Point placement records
========
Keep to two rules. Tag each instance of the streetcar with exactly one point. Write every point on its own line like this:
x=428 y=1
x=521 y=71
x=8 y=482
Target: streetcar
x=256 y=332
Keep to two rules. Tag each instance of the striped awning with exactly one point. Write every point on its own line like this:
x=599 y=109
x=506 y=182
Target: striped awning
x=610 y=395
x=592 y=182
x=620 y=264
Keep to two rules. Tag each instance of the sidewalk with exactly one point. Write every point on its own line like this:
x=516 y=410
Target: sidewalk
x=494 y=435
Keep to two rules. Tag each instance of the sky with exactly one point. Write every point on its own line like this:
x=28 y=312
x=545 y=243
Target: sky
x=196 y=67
========
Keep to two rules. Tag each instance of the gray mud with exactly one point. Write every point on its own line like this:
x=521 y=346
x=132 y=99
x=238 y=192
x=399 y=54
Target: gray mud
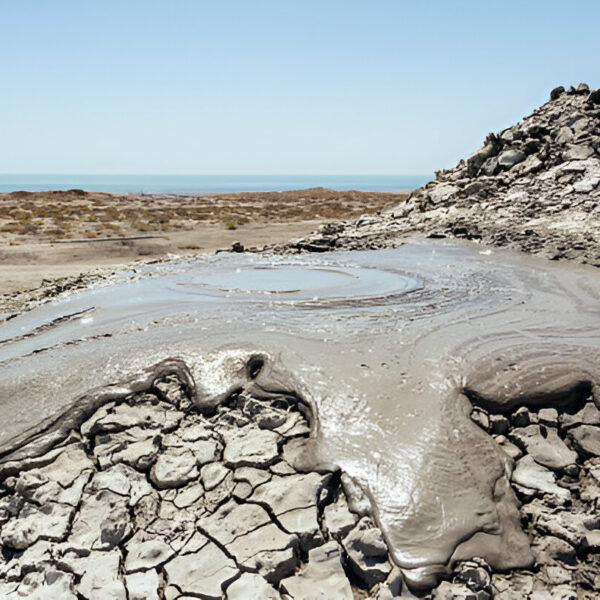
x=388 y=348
========
**Your task**
Please rewrite the records from the line with "Keep to two rules. Tag each instance of the gray" up to and including the line with "x=388 y=348", multiplying each answer coordinate by 0.55 and rounding to whole numbers with halves rounded up. Keep the requests and their sample points unchanged, and leave the picture out.

**Finished answer**
Keep to two rules. Tag each instance of the gray mud with exactly one point. Write every point on its own line like this:
x=521 y=346
x=132 y=99
x=238 y=192
x=399 y=54
Target: gray mud
x=213 y=191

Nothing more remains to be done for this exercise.